Exercise description -> Copy exactly the run of lines that begins at the line with "Field-scouting request: tag every instance of the church" and ends at the final line of the entries.

++++

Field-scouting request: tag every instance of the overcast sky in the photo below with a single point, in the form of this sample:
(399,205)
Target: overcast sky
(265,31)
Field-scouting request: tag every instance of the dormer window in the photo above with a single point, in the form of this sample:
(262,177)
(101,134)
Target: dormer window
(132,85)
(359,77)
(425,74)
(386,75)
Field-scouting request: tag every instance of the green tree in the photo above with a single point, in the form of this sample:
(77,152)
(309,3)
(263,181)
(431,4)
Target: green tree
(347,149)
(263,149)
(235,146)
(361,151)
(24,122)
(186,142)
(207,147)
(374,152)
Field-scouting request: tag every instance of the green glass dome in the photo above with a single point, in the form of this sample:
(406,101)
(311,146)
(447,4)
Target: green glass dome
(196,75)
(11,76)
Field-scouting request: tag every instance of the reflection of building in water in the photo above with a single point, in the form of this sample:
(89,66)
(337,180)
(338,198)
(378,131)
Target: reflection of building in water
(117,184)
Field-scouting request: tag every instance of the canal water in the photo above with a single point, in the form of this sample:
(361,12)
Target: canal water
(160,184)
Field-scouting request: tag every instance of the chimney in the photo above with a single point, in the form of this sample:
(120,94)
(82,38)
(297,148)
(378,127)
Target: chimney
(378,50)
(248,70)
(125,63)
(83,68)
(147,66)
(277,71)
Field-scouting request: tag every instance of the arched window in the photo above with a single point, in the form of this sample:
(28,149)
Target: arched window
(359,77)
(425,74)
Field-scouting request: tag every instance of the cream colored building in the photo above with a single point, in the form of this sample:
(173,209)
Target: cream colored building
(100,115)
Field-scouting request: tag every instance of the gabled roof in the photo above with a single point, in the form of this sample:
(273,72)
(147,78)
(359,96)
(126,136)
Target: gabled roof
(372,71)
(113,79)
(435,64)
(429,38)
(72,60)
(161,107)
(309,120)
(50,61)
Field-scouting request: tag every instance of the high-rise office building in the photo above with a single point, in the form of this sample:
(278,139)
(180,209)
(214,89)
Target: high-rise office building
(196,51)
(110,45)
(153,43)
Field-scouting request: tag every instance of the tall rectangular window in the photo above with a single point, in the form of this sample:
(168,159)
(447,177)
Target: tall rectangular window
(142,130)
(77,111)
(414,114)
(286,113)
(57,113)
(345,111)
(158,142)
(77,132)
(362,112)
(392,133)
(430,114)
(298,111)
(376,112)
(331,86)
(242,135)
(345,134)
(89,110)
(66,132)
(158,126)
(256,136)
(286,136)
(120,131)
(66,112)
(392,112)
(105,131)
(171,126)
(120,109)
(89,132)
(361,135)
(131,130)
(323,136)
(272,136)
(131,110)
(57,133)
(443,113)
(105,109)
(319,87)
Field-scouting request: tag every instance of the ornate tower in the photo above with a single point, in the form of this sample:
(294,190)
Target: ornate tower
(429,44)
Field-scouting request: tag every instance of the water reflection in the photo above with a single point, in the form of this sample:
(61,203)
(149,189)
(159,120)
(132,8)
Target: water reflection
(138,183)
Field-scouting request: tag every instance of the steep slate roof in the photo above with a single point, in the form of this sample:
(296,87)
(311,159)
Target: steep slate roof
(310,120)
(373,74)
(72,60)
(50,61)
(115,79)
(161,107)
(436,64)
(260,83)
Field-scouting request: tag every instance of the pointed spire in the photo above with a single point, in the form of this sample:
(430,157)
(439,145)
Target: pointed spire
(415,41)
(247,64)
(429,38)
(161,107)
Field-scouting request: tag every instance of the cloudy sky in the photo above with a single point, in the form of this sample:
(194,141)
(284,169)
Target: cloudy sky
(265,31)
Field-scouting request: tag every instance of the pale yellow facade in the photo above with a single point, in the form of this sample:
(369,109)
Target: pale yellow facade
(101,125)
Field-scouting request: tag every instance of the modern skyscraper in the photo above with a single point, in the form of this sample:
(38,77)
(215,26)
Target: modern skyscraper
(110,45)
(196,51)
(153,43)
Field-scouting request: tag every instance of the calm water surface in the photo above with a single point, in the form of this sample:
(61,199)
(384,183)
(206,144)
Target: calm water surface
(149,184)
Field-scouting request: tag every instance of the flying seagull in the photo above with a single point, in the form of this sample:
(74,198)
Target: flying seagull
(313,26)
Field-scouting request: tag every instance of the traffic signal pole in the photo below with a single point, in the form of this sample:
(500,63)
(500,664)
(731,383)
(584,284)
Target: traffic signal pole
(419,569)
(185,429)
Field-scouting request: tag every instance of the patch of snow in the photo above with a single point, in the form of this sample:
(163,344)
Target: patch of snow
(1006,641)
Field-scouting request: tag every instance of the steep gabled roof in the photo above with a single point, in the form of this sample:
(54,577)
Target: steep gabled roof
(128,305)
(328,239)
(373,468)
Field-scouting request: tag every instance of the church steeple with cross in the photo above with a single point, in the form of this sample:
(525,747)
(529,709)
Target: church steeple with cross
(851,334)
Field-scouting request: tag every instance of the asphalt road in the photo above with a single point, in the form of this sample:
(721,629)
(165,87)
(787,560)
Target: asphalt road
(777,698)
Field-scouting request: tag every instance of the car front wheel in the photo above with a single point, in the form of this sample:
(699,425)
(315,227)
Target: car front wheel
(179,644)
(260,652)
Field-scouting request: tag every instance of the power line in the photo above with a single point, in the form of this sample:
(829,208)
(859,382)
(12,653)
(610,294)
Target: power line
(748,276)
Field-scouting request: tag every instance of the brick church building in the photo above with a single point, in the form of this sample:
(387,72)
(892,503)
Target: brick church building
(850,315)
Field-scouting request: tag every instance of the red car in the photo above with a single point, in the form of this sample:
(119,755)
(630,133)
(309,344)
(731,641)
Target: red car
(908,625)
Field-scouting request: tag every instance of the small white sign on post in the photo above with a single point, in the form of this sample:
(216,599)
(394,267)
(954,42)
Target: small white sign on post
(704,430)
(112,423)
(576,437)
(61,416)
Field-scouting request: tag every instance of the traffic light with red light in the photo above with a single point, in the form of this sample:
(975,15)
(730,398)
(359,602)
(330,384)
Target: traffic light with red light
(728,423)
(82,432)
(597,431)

++++

Complete response ->
Field-scouting request: tag every instance of the church steeple with cross in the photo above with a single point, in the form of this sample:
(525,747)
(529,709)
Target: church steeple with cross
(851,334)
Field-scouting request: tag every instance of the asphalt road in the photo above with a single point, in the form of this sample:
(721,629)
(165,87)
(787,560)
Target: asphalt road
(777,698)
Field-scouting request: tag every instance of the car front wheel in the photo above with a single point, in the form of this sample:
(699,425)
(315,227)
Target: car front wheel
(179,644)
(260,652)
Field-scouting request: tag every instance of the power line in the photo above with a single point, in the form of this sample:
(829,208)
(859,382)
(12,653)
(610,294)
Target: power line
(748,276)
Field-scouting request: tag every instance of the brick church building in the photo above with a single point, in the form of this sample:
(387,72)
(892,503)
Target: brick church building
(850,315)
Field-scouting request: tag every instance of the red car in the photo above with a single point, in the form of this sample:
(119,755)
(630,133)
(309,344)
(731,641)
Target: red car
(908,625)
Field-scouting request: tag every instance of the small white sign on post in the photo above with a single point, in the form of this sample:
(216,599)
(394,267)
(954,42)
Target: small white sign on post
(704,430)
(112,423)
(576,437)
(61,416)
Field-scouting request: tag every instance of the traffic light with red light in the photo above with a single point, in the form of this sample:
(975,15)
(730,398)
(359,602)
(330,384)
Target: traffic light with red light
(728,423)
(82,432)
(597,431)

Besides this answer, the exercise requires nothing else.